The full set of entries is to be returned word for word.

*** Opening Data supplied ***

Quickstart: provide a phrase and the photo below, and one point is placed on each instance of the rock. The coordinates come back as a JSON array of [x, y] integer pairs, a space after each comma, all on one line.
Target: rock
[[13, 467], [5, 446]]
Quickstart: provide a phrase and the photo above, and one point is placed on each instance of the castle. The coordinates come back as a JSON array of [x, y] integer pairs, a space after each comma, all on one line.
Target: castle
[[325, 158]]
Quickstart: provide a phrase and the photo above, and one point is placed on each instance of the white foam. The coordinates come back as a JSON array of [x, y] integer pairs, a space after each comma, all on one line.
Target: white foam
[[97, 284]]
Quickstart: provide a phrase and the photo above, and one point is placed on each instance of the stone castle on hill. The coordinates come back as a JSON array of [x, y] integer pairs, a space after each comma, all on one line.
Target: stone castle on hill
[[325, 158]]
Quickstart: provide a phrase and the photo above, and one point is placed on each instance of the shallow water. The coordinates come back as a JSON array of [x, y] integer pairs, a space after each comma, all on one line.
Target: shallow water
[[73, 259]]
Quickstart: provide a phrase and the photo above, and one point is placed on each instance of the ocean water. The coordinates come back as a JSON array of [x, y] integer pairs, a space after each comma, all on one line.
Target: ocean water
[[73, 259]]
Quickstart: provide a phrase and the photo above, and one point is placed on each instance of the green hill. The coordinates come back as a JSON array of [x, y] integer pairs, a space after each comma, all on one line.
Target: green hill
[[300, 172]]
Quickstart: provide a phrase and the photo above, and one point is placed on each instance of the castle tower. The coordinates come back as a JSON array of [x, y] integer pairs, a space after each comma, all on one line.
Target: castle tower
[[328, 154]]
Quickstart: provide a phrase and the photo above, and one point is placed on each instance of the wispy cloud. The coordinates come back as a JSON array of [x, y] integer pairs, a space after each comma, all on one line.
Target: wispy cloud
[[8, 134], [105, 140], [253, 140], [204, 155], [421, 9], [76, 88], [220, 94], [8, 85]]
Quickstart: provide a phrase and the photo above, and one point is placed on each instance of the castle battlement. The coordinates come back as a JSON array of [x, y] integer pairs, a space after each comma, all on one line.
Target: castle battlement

*** Closing Data supplied ***

[Exercise output]
Quickstart: provide a phrase and the photo below, and one point is placed on each instance of the rock. The coordinates come back as a JSON array of [x, y] integer pairs, a space after each comma, all on one line.
Target: rock
[[13, 467], [5, 446]]
Quickstart: provide a phrase and the photo above, and one point is placed on each instance of the castle. The coordinates come back as a JSON array of [x, y] integer pairs, a space after each comma, all on one line.
Target: castle
[[325, 158]]
Quickstart: provide a phrase and the photo above, and one point is placed on each instance of the white foam. The coordinates come back as a JSON array of [x, y] integer pairs, a space after each comma, all on one line.
Target: white foam
[[97, 284]]
Quickstart: provide a phrase and the photo above, and one point is placed on each instance of the stone castle on hill. The coordinates come back as a JSON array of [x, y] integer pairs, a space after each comma, all on one line.
Target: stone castle on hill
[[325, 158]]
Quickstart: provide a phrase and the photo above, and one point is placed on each instance of the shallow water. The coordinates come back as a JSON array of [x, y] integer pairs, a space after each comma, all on one line.
Target: shallow water
[[73, 259]]
Quickstart: provide a phrase and the photo above, and one point is placed on each instance of the ocean water. The coordinates come back as a JSON array of [x, y] integer pairs, a space after each comma, all on one line.
Target: ocean water
[[73, 259]]
Quickstart: provide a phrase and the photo above, and one point is placed on each instance of the green hill. The coordinates come back as a JSON array of [x, y] integer pairs, a space after each comma, all on one line.
Target: green hill
[[300, 172]]
Quickstart: provide a phrase and the photo above, and one point is placed on each instance of the castle tower. The coordinates come back as a JSON array of [x, y] integer pairs, a space after each comma, all on one line.
Target: castle tower
[[328, 154]]
Quickstart: provide a phrase and the photo above, and one point is placed on each instance of the wispy cloud. The coordinates come back as a JSON array of [x, y] integer pairs, a space after each comma, all on one line.
Target: wispy cloud
[[8, 134], [105, 140], [253, 140], [204, 155], [421, 9], [76, 88], [220, 94], [8, 85]]
Quickstart: provide a phrase and the photo above, and one point is placed on each instance of the castle battlement. The coordinates come back as a JSON array of [x, y] integer pairs, a space after each comma, all on one line.
Target: castle battlement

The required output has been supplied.